О фольклоре. Я думаю, что Некрасов не «пользовался русским фольклором», в смысле организованно-сознательного поиска. А просто – был он, как люди его склада, русским, был в нем мужик, то есть не брезговал он самим собой, тем, что у нас ныне называют «простым народом». Он сам был «простой народ», как и более судьбой изысканные материально (Некрасов был из нищих дворян) – Тургенев, А. К. Толстой, Гончаров, Л. Толстой, Пушкин, Лермонтов. Имя их – легион.

Я думаю, что первейшая обязанность художника есть обращение к «чувствам добрым». Художнику все доступно. Мне думается еще большее: именно художественность-то и предопределяет эти «чувства добрые». Мне ощущается здесь некое органически от художественности идущее то самое единство формы и содержания, о котором столь много говорили и будут всегда говорить. Разрешать же загадку будет каждый художник по-своему и не в теории, а на собственной практике, сам не зная (технически не зная), как он это «сделал». Говорил же Блок: «…я слышу музыку». Темно – и ясно сказано.

О древних: а знаете ли, что «древних» не было. Эти «древние» суть плод школярской фантазии. Это школяры вырастили особые породы людей: древний грек, древний римлянин, средневековый германец и т. д. Сейчас, кстати, произошло некое событие в мире мысли научной: физики и прочие «точные ученые» отвергли мнение о том, что неандертальский человек состоит в линии предков современного человека. Оказывается, по «точным расчетам» «точных ученых», что слишком короток по времени промежуток. Что за этот промежуток лет не могли произойти мутации, отличающие нас с Вами от неандертальца. Я не собираюсь делать из этого какие-то далеко идущие выводы, но уж тот факт, что ни пять, ни десять, ни сто поколений не могли изменить нашу породу, для меня очевиден. И опять я повторяю себе – «широк человек»! И посему нам суждено самих себя обманывать. И не столько мы богаты переменами, сколько жадны на моды, что ли.

▶ _ЗАДАНИЕ_: Из какой семьи, согласно отрывку, происходил Некрасов? Эти записи взяты из другого источника.

[Записи набора данных]
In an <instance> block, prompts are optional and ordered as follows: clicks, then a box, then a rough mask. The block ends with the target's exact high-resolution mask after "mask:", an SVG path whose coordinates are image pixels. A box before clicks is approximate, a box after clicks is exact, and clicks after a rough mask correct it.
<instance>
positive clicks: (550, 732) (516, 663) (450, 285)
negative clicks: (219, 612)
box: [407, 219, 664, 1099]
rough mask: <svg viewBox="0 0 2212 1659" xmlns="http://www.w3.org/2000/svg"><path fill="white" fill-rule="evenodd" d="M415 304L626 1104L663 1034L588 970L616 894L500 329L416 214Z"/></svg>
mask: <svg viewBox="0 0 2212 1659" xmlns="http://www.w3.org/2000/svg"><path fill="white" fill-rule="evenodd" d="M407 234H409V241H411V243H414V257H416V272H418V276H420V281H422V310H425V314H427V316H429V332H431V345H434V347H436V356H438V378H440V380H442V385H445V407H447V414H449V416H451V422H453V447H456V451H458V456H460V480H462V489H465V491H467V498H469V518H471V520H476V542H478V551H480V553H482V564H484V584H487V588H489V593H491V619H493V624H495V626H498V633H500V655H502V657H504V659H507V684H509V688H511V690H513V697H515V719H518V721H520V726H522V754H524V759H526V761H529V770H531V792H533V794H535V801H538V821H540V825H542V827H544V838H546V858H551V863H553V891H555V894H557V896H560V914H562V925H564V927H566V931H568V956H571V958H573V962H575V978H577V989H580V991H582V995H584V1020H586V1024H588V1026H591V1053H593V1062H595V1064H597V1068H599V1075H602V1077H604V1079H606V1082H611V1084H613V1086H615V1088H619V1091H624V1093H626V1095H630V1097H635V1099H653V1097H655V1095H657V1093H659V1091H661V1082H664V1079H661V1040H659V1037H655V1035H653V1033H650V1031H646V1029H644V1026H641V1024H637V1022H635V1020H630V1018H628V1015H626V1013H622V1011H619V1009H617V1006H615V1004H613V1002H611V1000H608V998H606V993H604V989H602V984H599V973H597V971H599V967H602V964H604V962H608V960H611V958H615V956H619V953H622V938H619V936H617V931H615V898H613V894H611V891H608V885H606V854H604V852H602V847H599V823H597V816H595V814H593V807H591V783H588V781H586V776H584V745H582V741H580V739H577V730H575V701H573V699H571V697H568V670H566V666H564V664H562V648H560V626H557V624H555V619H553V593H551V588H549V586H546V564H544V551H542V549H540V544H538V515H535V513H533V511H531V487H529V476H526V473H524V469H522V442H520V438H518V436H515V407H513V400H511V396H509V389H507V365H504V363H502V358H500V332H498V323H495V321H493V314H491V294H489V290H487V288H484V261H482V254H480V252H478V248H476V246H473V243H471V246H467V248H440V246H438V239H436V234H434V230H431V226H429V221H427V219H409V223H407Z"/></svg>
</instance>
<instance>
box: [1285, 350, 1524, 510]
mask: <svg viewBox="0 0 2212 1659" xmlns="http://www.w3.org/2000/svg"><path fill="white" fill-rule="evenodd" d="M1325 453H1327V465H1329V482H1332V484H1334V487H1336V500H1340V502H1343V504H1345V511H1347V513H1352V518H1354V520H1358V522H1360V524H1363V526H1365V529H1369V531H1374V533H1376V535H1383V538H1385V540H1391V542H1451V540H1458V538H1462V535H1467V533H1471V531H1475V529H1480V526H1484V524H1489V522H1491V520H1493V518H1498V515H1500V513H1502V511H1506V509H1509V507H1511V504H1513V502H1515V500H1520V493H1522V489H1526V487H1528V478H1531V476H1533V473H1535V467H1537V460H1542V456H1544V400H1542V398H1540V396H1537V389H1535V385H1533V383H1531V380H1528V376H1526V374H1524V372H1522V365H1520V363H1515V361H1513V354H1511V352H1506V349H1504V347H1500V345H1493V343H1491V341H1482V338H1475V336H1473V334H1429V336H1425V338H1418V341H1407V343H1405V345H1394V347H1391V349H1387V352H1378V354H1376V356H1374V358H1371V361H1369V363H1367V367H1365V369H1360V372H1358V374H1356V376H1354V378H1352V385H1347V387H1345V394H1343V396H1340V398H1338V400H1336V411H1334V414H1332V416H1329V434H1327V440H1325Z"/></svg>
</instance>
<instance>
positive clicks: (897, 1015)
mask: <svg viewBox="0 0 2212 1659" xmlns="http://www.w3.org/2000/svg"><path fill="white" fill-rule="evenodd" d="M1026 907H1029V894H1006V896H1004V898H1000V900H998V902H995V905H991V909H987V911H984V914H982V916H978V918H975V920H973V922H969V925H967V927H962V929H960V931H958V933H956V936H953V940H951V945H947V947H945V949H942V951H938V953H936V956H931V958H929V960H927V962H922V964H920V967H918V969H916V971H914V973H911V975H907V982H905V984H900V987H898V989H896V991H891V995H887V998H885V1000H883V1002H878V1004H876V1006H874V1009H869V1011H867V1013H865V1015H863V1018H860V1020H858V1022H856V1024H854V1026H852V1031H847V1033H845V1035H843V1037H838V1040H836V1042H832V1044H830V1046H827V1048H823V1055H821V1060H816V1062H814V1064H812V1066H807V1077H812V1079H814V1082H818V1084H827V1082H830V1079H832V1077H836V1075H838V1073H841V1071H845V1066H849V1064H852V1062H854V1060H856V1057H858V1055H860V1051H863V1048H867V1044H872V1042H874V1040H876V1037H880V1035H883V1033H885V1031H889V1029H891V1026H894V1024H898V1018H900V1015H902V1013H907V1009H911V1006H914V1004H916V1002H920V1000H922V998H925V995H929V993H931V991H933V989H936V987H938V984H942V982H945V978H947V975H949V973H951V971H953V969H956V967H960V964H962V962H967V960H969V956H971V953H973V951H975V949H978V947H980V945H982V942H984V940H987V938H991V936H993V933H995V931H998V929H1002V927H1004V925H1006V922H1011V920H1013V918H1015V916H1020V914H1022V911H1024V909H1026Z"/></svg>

▶ _ОТВЕТ_: Из нищих дворян.